TASK REQUIREMENTS:
• 1. Answer these questions from the forum thread on coat sleeve length.
(a) What size is the suit coat described in the first post?
(b) How much shirt does the general rule of thumb say should show with your arms at your side?
(c) How much shorter than the alterations tailor wants does one reply suggest making the sleeves?
• 2. Retype the part of the forum thread on coat sleeve length between "## Bird's One" and "(May 13, 2006)", inclusive.

QUOTED PASSAGE:
# How long should my suit coat/blazer sleeves be?



## Casablanca (Apr 16, 2007)

I have a suit coat sized 38S and the sleeves extend about halfway down my palm. I'm pretty sure this is too long, and I can never see but a hint of my cuffs even when I extend my arms, and when I'm wearing a French cuffed shirt I can never see the cufflinks, so I'm going to take the coat to have it altered, though the question is how much should I take off. I've seen a lot of models lately wearing their suit coats so short that you can see the shirt cuff even when they are letting their arm dangle at their side, but this seems a little too short for me. Any advice?


----------



## DocHolliday (Apr 11, 2005)

The general rule of thumb is that you should see a quarter- to a half-inch of shirt with your arms at your side. But some guys like to show more, others less. The shirt sleeve should end at the base of your palm.


----------



## Bird's One View (Dec 31, 2007)

About an inch shorter than your alterations tailor wants to make them.

https://www.styleforum.net/showthread.php?t=62846&highlight=why+have+coat+sleeves+gotten+so+long


----------



## Jim In Sunny So Calif (May 13, 2006)

Bird's One View said:


> About an inch shorter than your alterations tailor wants to make them.

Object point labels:
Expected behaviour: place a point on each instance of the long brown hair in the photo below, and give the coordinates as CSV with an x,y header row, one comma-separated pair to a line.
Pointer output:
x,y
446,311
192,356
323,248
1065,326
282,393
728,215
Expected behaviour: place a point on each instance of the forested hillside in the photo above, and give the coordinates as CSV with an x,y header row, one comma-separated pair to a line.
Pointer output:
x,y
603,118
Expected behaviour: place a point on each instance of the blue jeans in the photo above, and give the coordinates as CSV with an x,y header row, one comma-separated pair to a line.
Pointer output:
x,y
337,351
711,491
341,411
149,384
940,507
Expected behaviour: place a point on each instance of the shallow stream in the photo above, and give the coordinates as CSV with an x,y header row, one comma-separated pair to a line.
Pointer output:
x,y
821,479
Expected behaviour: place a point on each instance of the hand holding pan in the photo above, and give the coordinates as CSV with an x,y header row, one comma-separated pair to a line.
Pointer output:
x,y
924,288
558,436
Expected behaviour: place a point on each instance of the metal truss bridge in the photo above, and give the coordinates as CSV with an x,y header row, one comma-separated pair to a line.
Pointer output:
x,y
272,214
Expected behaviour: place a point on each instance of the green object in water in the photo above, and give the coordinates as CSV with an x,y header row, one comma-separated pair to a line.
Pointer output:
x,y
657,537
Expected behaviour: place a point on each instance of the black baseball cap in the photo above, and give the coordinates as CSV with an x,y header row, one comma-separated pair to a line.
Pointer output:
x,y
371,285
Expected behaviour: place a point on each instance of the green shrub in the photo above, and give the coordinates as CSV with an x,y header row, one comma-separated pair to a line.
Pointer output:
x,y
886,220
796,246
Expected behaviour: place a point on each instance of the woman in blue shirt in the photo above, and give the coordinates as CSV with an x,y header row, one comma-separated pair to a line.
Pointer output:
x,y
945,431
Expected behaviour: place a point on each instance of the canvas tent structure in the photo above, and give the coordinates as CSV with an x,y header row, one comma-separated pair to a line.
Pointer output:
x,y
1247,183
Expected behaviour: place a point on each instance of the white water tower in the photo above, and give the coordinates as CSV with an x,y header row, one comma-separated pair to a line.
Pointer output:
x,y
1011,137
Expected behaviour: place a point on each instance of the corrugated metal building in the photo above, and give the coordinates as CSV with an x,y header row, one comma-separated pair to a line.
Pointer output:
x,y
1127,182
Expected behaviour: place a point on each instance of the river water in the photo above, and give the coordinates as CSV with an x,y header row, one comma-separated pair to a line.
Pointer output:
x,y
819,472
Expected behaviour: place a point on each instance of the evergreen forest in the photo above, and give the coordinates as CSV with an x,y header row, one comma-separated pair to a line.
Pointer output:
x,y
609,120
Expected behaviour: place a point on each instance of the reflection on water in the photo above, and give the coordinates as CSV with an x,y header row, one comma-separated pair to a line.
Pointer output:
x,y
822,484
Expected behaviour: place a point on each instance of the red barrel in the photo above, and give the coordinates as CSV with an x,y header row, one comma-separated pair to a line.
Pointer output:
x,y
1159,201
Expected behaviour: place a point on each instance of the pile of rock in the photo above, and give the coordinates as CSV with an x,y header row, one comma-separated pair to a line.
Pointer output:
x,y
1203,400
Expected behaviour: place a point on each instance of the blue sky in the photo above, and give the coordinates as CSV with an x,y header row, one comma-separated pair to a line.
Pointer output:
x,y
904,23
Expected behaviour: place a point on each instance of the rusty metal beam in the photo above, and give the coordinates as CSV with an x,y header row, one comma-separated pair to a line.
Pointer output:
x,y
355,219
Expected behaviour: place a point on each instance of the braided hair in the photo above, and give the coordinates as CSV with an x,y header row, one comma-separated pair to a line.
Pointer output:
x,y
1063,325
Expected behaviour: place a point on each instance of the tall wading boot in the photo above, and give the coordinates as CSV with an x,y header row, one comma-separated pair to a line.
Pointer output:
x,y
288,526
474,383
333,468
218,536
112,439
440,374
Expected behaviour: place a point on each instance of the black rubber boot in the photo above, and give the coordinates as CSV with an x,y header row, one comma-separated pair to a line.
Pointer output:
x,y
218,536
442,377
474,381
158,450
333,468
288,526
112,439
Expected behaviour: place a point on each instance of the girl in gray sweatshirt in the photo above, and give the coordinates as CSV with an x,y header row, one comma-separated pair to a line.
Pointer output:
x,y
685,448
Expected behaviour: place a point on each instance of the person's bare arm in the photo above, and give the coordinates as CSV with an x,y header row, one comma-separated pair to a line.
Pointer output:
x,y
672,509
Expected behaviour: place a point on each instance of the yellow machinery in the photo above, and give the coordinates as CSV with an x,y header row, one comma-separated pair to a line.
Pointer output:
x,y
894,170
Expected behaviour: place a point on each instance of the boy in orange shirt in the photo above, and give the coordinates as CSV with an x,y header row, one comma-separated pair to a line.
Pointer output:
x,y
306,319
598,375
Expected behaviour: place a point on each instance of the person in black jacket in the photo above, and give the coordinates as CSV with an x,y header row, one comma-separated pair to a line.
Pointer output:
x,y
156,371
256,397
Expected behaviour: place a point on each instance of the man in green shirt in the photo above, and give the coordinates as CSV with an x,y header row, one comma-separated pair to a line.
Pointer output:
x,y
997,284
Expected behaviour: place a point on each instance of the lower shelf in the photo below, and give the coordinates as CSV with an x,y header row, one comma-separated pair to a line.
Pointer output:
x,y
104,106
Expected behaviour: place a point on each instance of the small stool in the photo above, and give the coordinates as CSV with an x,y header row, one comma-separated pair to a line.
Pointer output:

TASK RESULTS:
• 1.
(a) 38S
(b) A quarter- to a half-inch
(c) About an inch

• 2.
## Bird's One View (Dec 31, 2007)

About an inch shorter than your alterations tailor wants to make them.

https://www.styleforum.net/showthread.php?t=62846&highlight=why+have+coat+sleeves+gotten+so+long


----------



## Jim In Sunny So Calif (May 13, 2006)